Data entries
━━━━━━━━━━━━━━━━
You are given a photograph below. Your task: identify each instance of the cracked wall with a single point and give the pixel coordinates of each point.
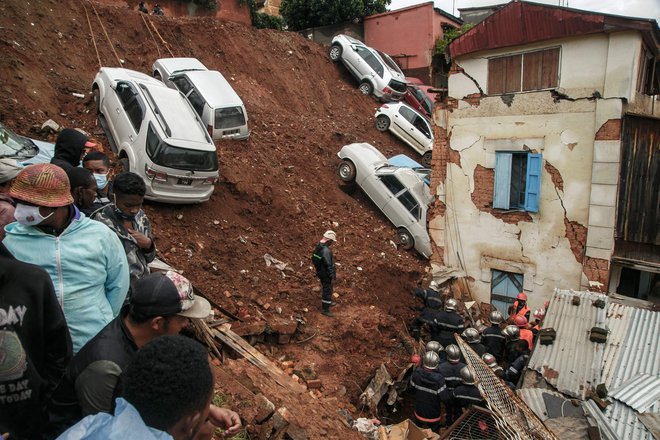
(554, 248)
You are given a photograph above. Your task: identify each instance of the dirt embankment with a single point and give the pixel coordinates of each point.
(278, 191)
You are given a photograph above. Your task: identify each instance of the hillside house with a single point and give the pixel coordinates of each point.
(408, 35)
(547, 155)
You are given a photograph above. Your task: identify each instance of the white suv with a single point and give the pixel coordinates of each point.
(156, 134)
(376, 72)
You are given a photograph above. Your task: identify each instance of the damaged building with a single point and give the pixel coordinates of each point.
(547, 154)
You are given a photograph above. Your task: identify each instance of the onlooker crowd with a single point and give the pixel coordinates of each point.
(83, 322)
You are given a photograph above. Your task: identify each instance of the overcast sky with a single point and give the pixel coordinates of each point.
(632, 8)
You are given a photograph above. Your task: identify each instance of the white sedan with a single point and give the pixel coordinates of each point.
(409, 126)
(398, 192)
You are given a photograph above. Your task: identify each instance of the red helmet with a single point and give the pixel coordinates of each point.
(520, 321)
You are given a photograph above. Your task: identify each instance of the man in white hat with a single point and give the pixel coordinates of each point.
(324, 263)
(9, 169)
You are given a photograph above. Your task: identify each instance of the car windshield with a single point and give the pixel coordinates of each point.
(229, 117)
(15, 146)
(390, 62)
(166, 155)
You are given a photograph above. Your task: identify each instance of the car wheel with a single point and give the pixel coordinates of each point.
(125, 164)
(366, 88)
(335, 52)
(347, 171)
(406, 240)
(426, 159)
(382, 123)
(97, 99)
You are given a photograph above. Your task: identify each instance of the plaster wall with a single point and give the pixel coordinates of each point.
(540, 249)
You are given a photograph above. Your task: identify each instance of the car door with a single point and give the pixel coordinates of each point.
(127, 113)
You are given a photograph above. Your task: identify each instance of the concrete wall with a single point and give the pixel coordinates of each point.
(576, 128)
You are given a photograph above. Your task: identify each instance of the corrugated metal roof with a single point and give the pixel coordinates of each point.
━━━━━━━━━━━━━━━━
Short task>
All the material shown above is to be copied exactly, with no pictures carried over.

Solution to this problem>
You are given a photograph below. Your task: identify each instance of the cracked wall with a single point and give the pixel coordinates of each point.
(554, 248)
You are given a photograph above. Your task: identify each instance of the dirt embankment with a single point and give the pixel coordinates of each point.
(278, 191)
You are given a photograph above. Your task: identify each instance of the hillside house with a single point and give the pixel coordinates of each point.
(408, 35)
(547, 155)
You are given a photograph above. Your task: identify each instance of the white suv with a single point and give the pixel coordinates of each point.
(156, 134)
(376, 72)
You are given a photograph above. Your task: identify each instance of the damaged building with a single point and give the pixel coordinates of each point.
(547, 154)
You are given a photograph above. Your task: identify each instance of the onlooker crowd with a single point and give the pixel coordinates of each point.
(83, 322)
You are given a photograph above. Your task: identify each instance of the overcast sky with a single point and give the pixel coordinates of each point.
(632, 8)
You are given a photograph above. Your task: identify each instance of the white sedan with a single point and give the pixel coordinates of each point.
(409, 126)
(398, 192)
You are given a photograph above. Your task: identify each instance of the red helmet with a single point and give the pixel coordinates of each point.
(520, 321)
You are given a photograph above. Your task: identify each instance of the man in white hat with a single point and give the pixel coordinates of each point.
(324, 263)
(9, 169)
You are given a photograph above. Your task: identify each instance of the car windshield with a single point and give the pixel coordinates of each point.
(229, 117)
(15, 146)
(390, 62)
(166, 155)
You are given a photograph above. Your task: identify each instance of the car wheel with a single point and give the pixel coordinates of each point.
(125, 164)
(366, 88)
(335, 52)
(347, 171)
(406, 240)
(426, 159)
(382, 123)
(97, 99)
You are given a photograph above. Your task: identify each instance of the plaster wall with a single point and give the pixel coordinates of each point.
(540, 249)
You are given a photograph above. Your task: identify each instance of the car door with a single point and give the pixel coordinates of each point.
(127, 113)
You are given a photograph above. Your task: identify each instance of the concrete wall with a single point and give the pixel coordinates of each point.
(576, 128)
You are given a photograph above. Your task: identify each instance of the corrugated metal roof with a single point and give the pixel coordinates of each point.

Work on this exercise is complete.